*What you will do*
A: In the review, who adapted The Chrysalids for BBC Radio 4 in 1981?
B: Reproduce the part of the review that opens with the words containing "The Chrysalids (radio" and closes with "are running from.".

*Given passage*
━━━━━━━━
The Chrysalids (radio play)

Wyrd Britain reviews the 1981 BBC Radio adaptation of ' The Chrysalids' by John Wyndham.
'The Chrysalids' was the third of the 'John Wyndham' novels published in the 1950s after 'The Day of the Triffids' and 'The Kraken Wakes'. It's the story of a group of telepathic children living in a post-nuclear Canada in a fundamentalist Christian society that practices an extreme doctrine of genetic purity following the 'Tribulation', a nuclear war that has left much of the world devastated and the remnants subjected to the vicissitudes of the fallout. Eventually forced to flee their home the telepathic teens are introduced to a wider world potentially every bit as extreme as the one they are running from.

This version was adapted for BBC Radio 4 in 1981 by Barbara Clegg - later to become the first woman to write a 'Doctor Who' serial, 'Enlightenment' - and stars, amongst others, Stephen Garlick ('The Dark Crystal'), Spencer Banks ('Timeslip' & 'Penda's Fen') and Michael Spice ('The Brain of Morbius' & 'The Talons of Weng-Chiang').  It's an obvious labour of love that has been assembled with a real care for the source material.  There is an argument to be had over the use of adults voicing the children's parts but that's a quibble with what is otherwise an excellent adaptation.
━━━━━━━━
*Data for review*
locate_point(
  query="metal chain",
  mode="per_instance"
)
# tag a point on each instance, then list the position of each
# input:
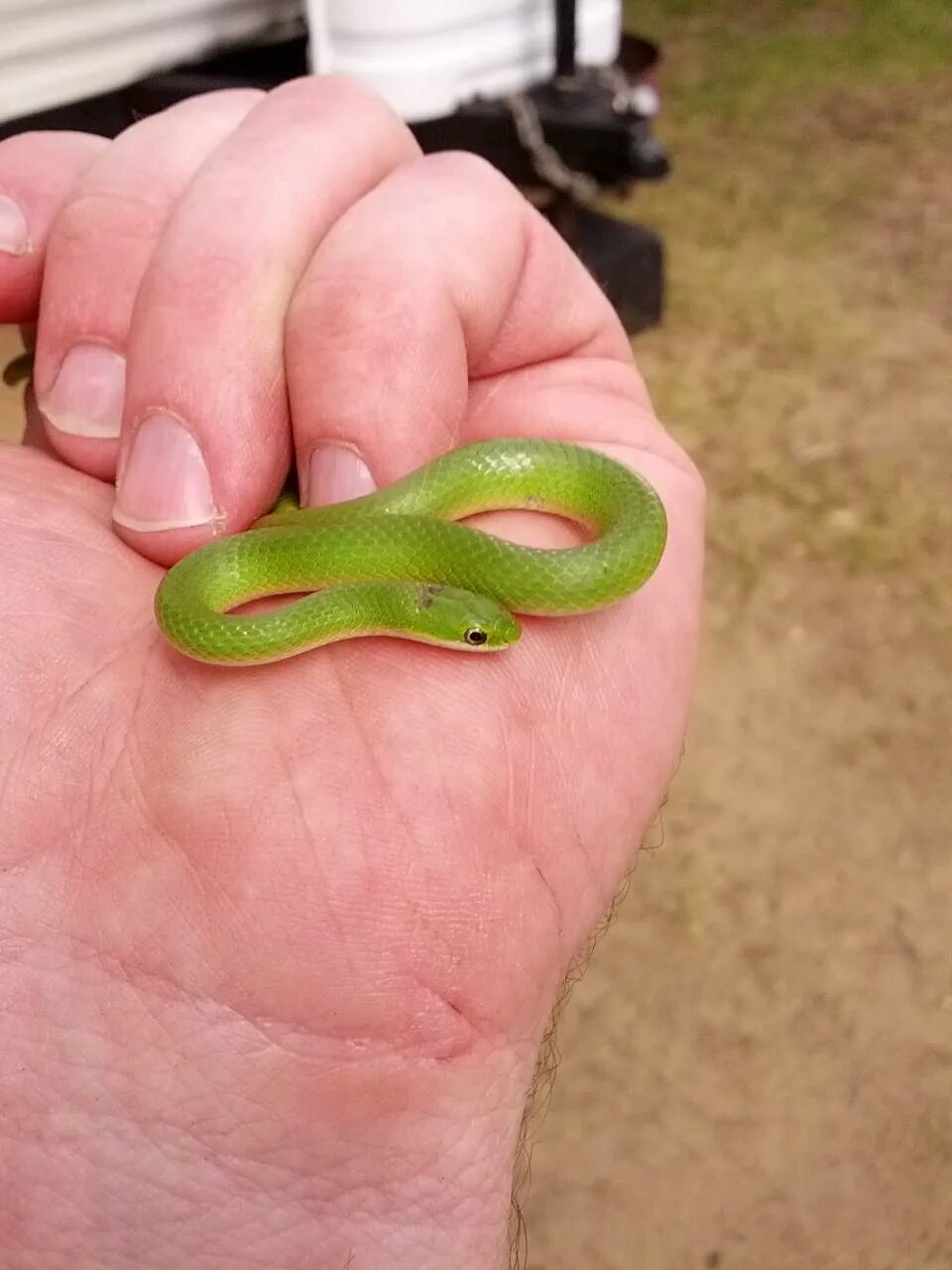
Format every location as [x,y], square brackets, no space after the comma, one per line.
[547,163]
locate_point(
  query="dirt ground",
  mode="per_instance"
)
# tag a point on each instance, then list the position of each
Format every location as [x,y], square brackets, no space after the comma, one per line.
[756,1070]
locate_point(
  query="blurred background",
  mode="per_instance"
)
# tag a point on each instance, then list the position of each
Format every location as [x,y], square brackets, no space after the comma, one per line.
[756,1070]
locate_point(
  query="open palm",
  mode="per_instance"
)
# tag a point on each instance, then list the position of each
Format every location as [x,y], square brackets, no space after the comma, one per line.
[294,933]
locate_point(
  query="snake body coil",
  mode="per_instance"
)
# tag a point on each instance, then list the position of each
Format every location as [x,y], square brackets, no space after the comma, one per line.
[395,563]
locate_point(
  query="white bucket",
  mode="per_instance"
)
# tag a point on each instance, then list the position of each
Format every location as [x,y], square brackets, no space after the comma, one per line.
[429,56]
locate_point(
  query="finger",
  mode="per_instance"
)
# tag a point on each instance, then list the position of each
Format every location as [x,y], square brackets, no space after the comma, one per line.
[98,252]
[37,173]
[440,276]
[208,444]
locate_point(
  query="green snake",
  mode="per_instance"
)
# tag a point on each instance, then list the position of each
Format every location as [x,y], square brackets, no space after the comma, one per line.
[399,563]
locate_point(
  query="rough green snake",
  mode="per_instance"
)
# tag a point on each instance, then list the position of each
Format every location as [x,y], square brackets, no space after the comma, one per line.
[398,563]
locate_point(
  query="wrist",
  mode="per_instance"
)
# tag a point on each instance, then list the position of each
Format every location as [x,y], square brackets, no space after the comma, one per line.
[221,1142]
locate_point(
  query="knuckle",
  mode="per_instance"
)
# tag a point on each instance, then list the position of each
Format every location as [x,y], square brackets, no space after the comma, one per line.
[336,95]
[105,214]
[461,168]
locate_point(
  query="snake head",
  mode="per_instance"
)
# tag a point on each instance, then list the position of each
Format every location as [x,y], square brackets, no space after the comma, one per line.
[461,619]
━━━━━━━━
*Answers below*
A: Barbara Clegg

B:
The Chrysalids (radio play)

Wyrd Britain reviews the 1981 BBC Radio adaptation of ' The Chrysalids' by John Wyndham.
'The Chrysalids' was the third of the 'John Wyndham' novels published in the 1950s after 'The Day of the Triffids' and 'The Kraken Wakes'. It's the story of a group of telepathic children living in a post-nuclear Canada in a fundamentalist Christian society that practices an extreme doctrine of genetic purity following the 'Tribulation', a nuclear war that has left much of the world devastated and the remnants subjected to the vicissitudes of the fallout. Eventually forced to flee their home the telepathic teens are introduced to a wider world potentially every bit as extreme as the one they are running from.